WHAT YOU SHOULD DO => Could you set down only the lines from the one including "the black background" to the end of the records below, inclusive and exact, leaving pictures out?
++++ DATASET ++++
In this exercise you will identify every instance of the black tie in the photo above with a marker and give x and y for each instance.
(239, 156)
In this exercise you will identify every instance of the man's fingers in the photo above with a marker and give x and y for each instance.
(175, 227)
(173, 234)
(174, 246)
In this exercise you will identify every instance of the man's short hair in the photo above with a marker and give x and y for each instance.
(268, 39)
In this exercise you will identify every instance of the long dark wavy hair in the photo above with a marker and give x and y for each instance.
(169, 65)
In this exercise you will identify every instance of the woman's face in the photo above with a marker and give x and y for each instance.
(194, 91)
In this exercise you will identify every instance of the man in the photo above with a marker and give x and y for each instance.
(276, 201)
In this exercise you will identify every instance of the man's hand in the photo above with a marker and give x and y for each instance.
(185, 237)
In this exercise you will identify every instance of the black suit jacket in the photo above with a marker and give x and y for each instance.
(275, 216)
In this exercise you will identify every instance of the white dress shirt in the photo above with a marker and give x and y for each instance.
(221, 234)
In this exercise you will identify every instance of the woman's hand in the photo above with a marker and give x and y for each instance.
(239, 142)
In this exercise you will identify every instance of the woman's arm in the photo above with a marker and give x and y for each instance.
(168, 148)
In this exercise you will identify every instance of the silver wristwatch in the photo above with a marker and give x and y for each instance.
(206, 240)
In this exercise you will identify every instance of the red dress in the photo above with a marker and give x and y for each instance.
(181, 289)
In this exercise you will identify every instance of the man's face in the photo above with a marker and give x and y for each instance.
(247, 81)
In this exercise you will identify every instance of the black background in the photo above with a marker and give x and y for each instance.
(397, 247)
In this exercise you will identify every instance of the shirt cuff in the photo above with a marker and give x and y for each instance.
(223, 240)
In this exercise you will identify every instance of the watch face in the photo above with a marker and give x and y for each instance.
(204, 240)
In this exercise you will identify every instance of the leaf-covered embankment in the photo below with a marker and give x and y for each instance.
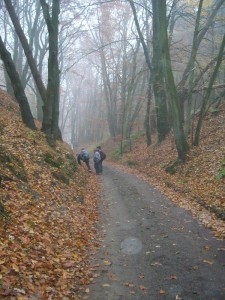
++++
OUTPUT FOR THIS EXERCISE =>
In this exercise you will identify every instance of the black background in the photo above with a marker and give x and y for each instance.
(397, 247)
In this exercise you will identify every instance of the shirt cuff in the photo above with a marker and give x and y for each instance.
(223, 240)
In this exercise you will identify every instance of the watch face in the photo above with a marker and give x and y for each instance.
(204, 240)
In this exercise you will identify every instance of the leaf-covered embankment in the photo below with a marker and give x and y for each instance.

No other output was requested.